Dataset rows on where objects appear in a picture
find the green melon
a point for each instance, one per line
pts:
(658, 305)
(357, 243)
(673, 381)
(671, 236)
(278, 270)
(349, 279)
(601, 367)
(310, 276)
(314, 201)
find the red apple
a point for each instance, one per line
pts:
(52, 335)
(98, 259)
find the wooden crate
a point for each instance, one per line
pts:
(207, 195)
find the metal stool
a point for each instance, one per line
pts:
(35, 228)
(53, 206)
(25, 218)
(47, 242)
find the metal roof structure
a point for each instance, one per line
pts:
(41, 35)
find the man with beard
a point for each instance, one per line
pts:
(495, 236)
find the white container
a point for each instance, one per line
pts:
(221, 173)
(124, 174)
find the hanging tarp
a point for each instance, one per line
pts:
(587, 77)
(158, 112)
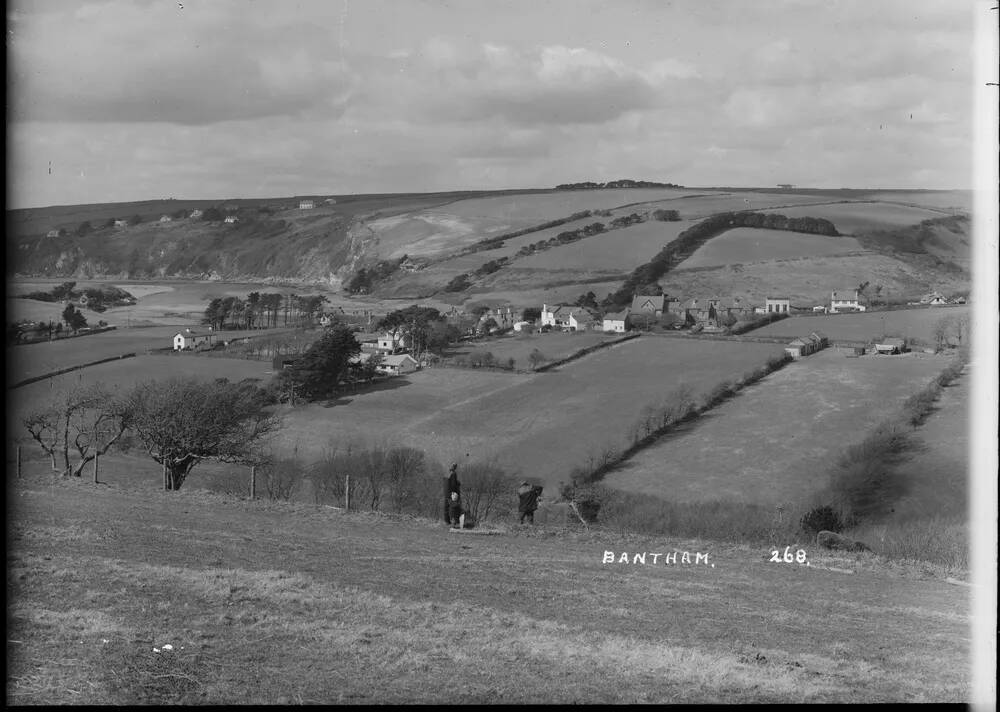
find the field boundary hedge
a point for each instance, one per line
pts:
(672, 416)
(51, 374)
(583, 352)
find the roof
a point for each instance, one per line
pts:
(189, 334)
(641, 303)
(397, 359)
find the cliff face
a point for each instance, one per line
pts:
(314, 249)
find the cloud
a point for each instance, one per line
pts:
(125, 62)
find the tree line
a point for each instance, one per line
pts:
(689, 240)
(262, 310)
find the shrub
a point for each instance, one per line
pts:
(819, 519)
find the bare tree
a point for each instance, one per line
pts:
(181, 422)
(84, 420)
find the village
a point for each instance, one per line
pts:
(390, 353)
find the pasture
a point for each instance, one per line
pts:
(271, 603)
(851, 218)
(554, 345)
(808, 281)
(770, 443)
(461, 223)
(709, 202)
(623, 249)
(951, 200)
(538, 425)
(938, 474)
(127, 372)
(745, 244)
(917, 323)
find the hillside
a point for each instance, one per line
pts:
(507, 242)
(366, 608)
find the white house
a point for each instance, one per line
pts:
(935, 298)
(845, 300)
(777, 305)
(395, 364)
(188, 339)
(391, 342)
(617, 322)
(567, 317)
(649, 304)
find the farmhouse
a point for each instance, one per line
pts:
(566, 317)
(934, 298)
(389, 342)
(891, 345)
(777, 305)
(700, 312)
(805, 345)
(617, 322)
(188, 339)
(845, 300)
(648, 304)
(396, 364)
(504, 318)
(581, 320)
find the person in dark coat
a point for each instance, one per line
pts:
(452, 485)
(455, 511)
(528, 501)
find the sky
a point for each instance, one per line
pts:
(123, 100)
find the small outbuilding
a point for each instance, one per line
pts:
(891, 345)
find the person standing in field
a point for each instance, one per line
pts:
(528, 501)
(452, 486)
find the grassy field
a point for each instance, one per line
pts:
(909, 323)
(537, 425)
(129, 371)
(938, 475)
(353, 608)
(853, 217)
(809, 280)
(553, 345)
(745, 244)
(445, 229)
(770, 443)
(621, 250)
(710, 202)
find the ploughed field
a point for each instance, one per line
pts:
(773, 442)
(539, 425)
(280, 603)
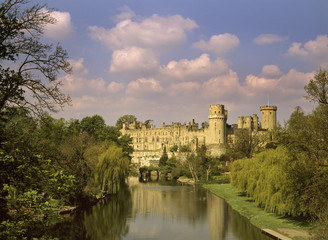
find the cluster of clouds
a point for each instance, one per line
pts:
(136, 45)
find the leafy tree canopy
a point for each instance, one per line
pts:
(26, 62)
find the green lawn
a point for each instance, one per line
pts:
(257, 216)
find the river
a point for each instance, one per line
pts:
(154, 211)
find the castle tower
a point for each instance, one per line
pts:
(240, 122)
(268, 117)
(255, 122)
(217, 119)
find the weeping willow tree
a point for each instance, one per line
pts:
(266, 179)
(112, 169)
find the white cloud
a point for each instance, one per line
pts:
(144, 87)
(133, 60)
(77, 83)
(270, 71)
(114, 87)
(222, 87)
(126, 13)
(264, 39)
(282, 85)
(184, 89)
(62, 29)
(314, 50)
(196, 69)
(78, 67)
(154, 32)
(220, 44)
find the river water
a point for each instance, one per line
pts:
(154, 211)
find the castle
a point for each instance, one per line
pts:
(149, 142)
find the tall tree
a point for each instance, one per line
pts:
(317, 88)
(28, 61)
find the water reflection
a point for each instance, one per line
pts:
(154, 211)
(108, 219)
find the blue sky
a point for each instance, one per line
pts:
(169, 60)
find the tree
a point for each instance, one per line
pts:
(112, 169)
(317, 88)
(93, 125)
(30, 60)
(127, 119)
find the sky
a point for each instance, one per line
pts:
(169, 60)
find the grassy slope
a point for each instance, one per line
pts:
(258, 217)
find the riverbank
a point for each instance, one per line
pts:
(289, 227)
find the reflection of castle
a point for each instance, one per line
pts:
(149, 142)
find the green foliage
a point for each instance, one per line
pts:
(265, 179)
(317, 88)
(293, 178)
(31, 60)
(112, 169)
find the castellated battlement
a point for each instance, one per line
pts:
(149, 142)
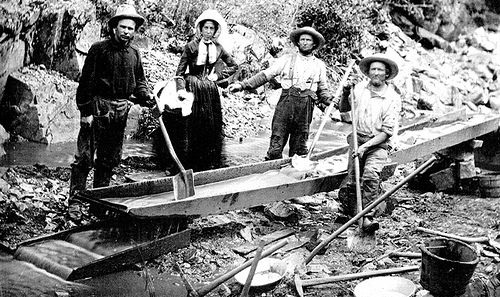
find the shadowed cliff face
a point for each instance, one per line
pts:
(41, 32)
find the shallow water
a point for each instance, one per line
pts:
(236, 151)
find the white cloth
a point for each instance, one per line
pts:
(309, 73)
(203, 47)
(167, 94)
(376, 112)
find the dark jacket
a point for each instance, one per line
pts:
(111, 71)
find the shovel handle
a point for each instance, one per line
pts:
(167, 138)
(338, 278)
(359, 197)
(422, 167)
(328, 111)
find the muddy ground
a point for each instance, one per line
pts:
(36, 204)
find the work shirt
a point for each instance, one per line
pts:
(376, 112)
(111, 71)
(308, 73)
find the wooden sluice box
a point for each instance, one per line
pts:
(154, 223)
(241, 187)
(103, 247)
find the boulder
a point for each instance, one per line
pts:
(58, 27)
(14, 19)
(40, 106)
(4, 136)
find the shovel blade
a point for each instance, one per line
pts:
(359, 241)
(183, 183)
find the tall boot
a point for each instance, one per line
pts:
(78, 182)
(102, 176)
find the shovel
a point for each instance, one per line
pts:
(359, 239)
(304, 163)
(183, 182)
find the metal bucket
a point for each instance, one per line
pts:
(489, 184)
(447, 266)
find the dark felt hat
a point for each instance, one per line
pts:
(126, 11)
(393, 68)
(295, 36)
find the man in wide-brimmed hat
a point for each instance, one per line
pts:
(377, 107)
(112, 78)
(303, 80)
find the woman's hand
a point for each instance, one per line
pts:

> STATED GOAL
Recast the material above as a JSON list of strings, with one string per line and no entries for blank lines. Cover all of the material, but leave out the pictures.

> FULL SOLUTION
[
  "find the green melon",
  "a point for each instance, one per line",
  "pts:",
  "(658, 305)",
  "(357, 243)",
  "(673, 381)",
  "(671, 236)",
  "(278, 270)",
  "(349, 279)",
  "(601, 367)",
  "(310, 276)",
  "(314, 201)",
  "find the red apple",
  "a point for each instance, one per line",
  "pts:",
  "(52, 335)",
  "(98, 259)",
  "find the wooden crate",
  "a point for each instance, one per line",
  "pts:",
  "(207, 195)",
  "find the metal stool",
  "a point for each instance, one per line",
  "pts:",
  "(35, 228)",
  "(53, 206)",
  "(25, 218)",
  "(47, 242)",
  "find the metal roof structure",
  "a point for each instance, one per line",
  "pts:",
  "(41, 35)",
  "find the man with beard",
  "a point for each instance, one per line",
  "pts:",
  "(495, 236)",
  "find the white container",
  "a point for each instance, one per line",
  "pts:",
  "(221, 173)",
  "(124, 174)",
  "find the hanging tarp",
  "a point for each instance, one per line",
  "pts:",
  "(587, 77)",
  "(158, 112)",
  "find the field boundary hedge",
  "a point for each instance, one per line",
  "pts:",
  "(672, 416)",
  "(51, 374)",
  "(583, 352)",
  "find the roof",
  "a point for each instance, one per line",
  "pts:",
  "(189, 334)",
  "(641, 303)",
  "(397, 359)",
  "find the cliff face",
  "a point for each instance, one per line",
  "pts:",
  "(314, 249)",
  "find the cloud",
  "a point for each instance, one per line",
  "pts:",
  "(125, 62)",
  "find the tree line",
  "a point for each instance, one per line",
  "pts:",
  "(689, 240)",
  "(262, 310)",
  "find the shrub",
  "a point for each instance, one per line",
  "pts:",
  "(819, 519)",
  "find the bare tree",
  "a point for each instance, one per line",
  "pts:",
  "(181, 422)",
  "(84, 420)",
  "find the village",
  "a point for each instance, one per line",
  "pts:",
  "(390, 353)",
  "find the pasture",
  "a point for each instance, one per line",
  "pts:",
  "(271, 603)",
  "(851, 218)",
  "(554, 345)",
  "(808, 281)",
  "(770, 443)",
  "(461, 223)",
  "(709, 202)",
  "(623, 249)",
  "(951, 200)",
  "(538, 425)",
  "(938, 474)",
  "(127, 372)",
  "(745, 244)",
  "(917, 323)",
  "find the hillside",
  "a point for each instance, one per line",
  "pts:",
  "(507, 242)",
  "(366, 608)",
  "find the white house",
  "a point for each instance, one per line",
  "pts:",
  "(935, 298)",
  "(845, 300)",
  "(777, 305)",
  "(395, 364)",
  "(188, 339)",
  "(391, 342)",
  "(617, 322)",
  "(567, 317)",
  "(649, 304)",
  "find the farmhouse",
  "a point for each instance, one per line",
  "pts:",
  "(566, 317)",
  "(934, 298)",
  "(389, 342)",
  "(891, 345)",
  "(777, 305)",
  "(700, 312)",
  "(805, 345)",
  "(617, 322)",
  "(188, 339)",
  "(845, 300)",
  "(648, 304)",
  "(396, 364)",
  "(504, 318)",
  "(581, 320)",
  "find the person in dark coat",
  "a point for each instance, one per line",
  "pts:",
  "(452, 485)",
  "(455, 511)",
  "(528, 501)",
  "find the sky",
  "a point for each instance, one per line",
  "pts:",
  "(123, 100)",
  "find the small outbuilding",
  "a point for each instance, one per line",
  "pts:",
  "(891, 345)",
  "find the person standing in field",
  "a point for each instance, one per line",
  "pts:",
  "(528, 501)",
  "(452, 486)",
  "find the grassy field",
  "a point for each instance, one per line",
  "pts:",
  "(909, 323)",
  "(537, 425)",
  "(129, 371)",
  "(938, 475)",
  "(353, 608)",
  "(853, 217)",
  "(809, 280)",
  "(553, 345)",
  "(745, 244)",
  "(445, 229)",
  "(770, 443)",
  "(621, 250)",
  "(710, 202)",
  "find the ploughed field",
  "a point for each instance, one per line",
  "pts:",
  "(773, 442)",
  "(539, 425)",
  "(280, 603)",
  "find the cluster of clouds",
  "a point for each instance, one per line",
  "pts:",
  "(136, 45)",
  "find the leafy tree canopy",
  "a point for each instance, one per line",
  "pts:",
  "(26, 62)",
  "find the green lawn",
  "a point for each instance, one per line",
  "pts:",
  "(257, 216)",
  "find the river",
  "a point for each instance, one per line",
  "pts:",
  "(154, 211)",
  "find the castle tower",
  "a point for each instance, one per line",
  "pts:",
  "(240, 122)",
  "(268, 117)",
  "(255, 122)",
  "(217, 119)",
  "find the weeping willow tree",
  "a point for each instance, one per line",
  "pts:",
  "(266, 179)",
  "(112, 169)",
  "find the white cloud",
  "a point for each instance, one per line",
  "pts:",
  "(144, 87)",
  "(133, 60)",
  "(77, 83)",
  "(270, 71)",
  "(114, 87)",
  "(222, 87)",
  "(126, 13)",
  "(264, 39)",
  "(282, 85)",
  "(184, 89)",
  "(62, 29)",
  "(314, 50)",
  "(196, 69)",
  "(78, 67)",
  "(154, 32)",
  "(220, 44)",
  "find the river water",
  "a point for each instance, one per line",
  "pts:",
  "(154, 211)",
  "find the castle",
  "a point for each instance, one per line",
  "pts:",
  "(149, 142)",
  "find the tall tree",
  "a point for each instance, one per line",
  "pts:",
  "(317, 88)",
  "(28, 61)",
  "find the water reflection",
  "a point for each instance, one per line",
  "pts:",
  "(154, 211)",
  "(108, 219)",
  "find the blue sky",
  "a point for each instance, one per line",
  "pts:",
  "(169, 60)",
  "find the tree",
  "a point for each instance, one per line",
  "pts:",
  "(112, 169)",
  "(317, 88)",
  "(93, 125)",
  "(30, 60)",
  "(127, 119)",
  "find the sky",
  "a point for each instance, one per line",
  "pts:",
  "(169, 60)",
  "find the grassy slope",
  "a point for each instance, one per line",
  "pts:",
  "(258, 217)",
  "find the riverbank",
  "a point for each instance, one per line",
  "pts:",
  "(289, 227)",
  "find the reflection of castle",
  "a point for each instance, one per line",
  "pts:",
  "(149, 142)",
  "find the green foliage",
  "a point for each instance, one per line",
  "pts:",
  "(265, 179)",
  "(317, 88)",
  "(293, 178)",
  "(31, 60)",
  "(112, 169)",
  "find the castellated battlement",
  "a point for each instance, one per line",
  "pts:",
  "(149, 142)",
  "find the shadowed cliff face",
  "a point for each instance, one per line",
  "pts:",
  "(41, 32)",
  "find the shallow water",
  "a point for each instance, one per line",
  "pts:",
  "(236, 151)",
  "find the white cloth",
  "a point for each instance, one per line",
  "pts:",
  "(309, 73)",
  "(203, 47)",
  "(167, 94)",
  "(376, 112)",
  "find the dark jacket",
  "a point for each instance, one per line",
  "pts:",
  "(111, 71)",
  "find the shovel handle",
  "a point for each instance, one per line",
  "pts:",
  "(167, 138)",
  "(338, 278)",
  "(359, 197)",
  "(422, 167)",
  "(328, 111)",
  "find the muddy ground",
  "a point for each instance, one per line",
  "pts:",
  "(36, 204)",
  "find the work shirt",
  "a point for each instance, one per line",
  "pts:",
  "(376, 112)",
  "(111, 71)",
  "(308, 73)",
  "find the wooden sluice box",
  "a point for each instance, one per line",
  "pts:",
  "(154, 223)",
  "(241, 187)",
  "(103, 247)",
  "find the boulder",
  "a point for each instance, one per line",
  "pts:",
  "(58, 27)",
  "(14, 19)",
  "(40, 106)",
  "(4, 136)",
  "find the shovel blade",
  "a point for each instance, one per line",
  "pts:",
  "(359, 241)",
  "(183, 183)",
  "find the tall boot",
  "a point for each instance, one per line",
  "pts:",
  "(78, 182)",
  "(102, 176)",
  "find the shovel",
  "a point for each instance, one per line",
  "pts:",
  "(359, 239)",
  "(304, 163)",
  "(183, 182)",
  "find the metal bucket",
  "a point for each instance, one per line",
  "pts:",
  "(489, 184)",
  "(447, 266)",
  "find the dark felt hat",
  "a point for each instance, one per line",
  "pts:",
  "(126, 11)",
  "(393, 68)",
  "(295, 36)",
  "find the man in wide-brimmed hat",
  "a point for each instance, one per line",
  "pts:",
  "(377, 107)",
  "(112, 78)",
  "(303, 80)",
  "find the woman's hand",
  "a point for each instance, one per line",
  "pts:"
]